PROBLEM STATEMENT:
What lines of the material below include the string "black"? Copy all of them.

(DATA begins)

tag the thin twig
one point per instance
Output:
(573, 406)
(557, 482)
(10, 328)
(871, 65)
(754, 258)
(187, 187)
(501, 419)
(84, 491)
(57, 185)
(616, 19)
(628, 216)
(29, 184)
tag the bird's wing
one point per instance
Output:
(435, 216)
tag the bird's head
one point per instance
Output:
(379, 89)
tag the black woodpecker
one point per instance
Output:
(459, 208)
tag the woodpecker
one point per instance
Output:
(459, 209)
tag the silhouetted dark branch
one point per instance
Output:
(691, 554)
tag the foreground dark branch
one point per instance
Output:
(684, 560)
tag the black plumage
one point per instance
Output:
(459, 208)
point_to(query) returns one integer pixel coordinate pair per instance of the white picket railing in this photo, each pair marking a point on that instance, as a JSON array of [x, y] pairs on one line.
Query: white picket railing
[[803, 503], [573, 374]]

(DATA ends)

RESULT FOR THIS TASK:
tag the black woodpecker
tag the black plumage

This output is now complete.